• _INSTRUCTION_: Arrange the full listing below as a Markdown table with two columns, Row and Line. Number each non-blank line in order and omit blank lines.

▼▼▼

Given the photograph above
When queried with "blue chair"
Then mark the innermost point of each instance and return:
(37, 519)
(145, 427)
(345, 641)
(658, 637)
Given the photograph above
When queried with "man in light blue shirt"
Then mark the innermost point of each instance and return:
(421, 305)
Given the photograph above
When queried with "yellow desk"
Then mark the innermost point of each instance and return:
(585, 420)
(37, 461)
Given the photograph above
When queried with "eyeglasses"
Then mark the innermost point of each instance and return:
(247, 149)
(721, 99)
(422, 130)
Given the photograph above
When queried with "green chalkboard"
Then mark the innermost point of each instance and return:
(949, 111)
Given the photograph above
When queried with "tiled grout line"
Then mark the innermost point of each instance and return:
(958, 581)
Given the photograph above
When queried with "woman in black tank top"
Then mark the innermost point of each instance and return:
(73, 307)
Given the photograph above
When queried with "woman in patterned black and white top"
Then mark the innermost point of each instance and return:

▲▲▲

• _RESPONSE TO THE TASK_:
| Row | Line |
|---|---|
| 1 | Given the photograph above |
| 2 | When queried with "blue chair" |
| 3 | Then mark the innermost point of each instance and return: |
| 4 | (37, 519) |
| 5 | (145, 427) |
| 6 | (345, 641) |
| 7 | (658, 637) |
| 8 | Given the photograph above |
| 9 | When queried with "man in light blue shirt" |
| 10 | Then mark the innermost point of each instance and return: |
| 11 | (421, 305) |
| 12 | Given the photograph above |
| 13 | When queried with "yellow desk" |
| 14 | Then mark the innermost point of each instance and return: |
| 15 | (585, 420) |
| 16 | (37, 461) |
| 17 | Given the photograph above |
| 18 | When queried with "eyeglasses" |
| 19 | Then mark the innermost point of each instance and return: |
| 20 | (247, 149) |
| 21 | (721, 99) |
| 22 | (422, 130) |
| 23 | Given the photograph above |
| 24 | When queried with "green chalkboard" |
| 25 | Then mark the innermost point of each instance and return: |
| 26 | (949, 111) |
| 27 | Given the photograph above |
| 28 | When queried with "tiled grout line" |
| 29 | Then mark the innermost point of each instance and return: |
| 30 | (958, 581) |
| 31 | Given the photograph above |
| 32 | When queried with "woman in black tank top" |
| 33 | Then mark the innermost point of each instance and return: |
| 34 | (73, 307) |
| 35 | Given the photograph above |
| 36 | When queried with "woman in patterned black and white top" |
| 37 | Then mark the innermost point of each instance and return: |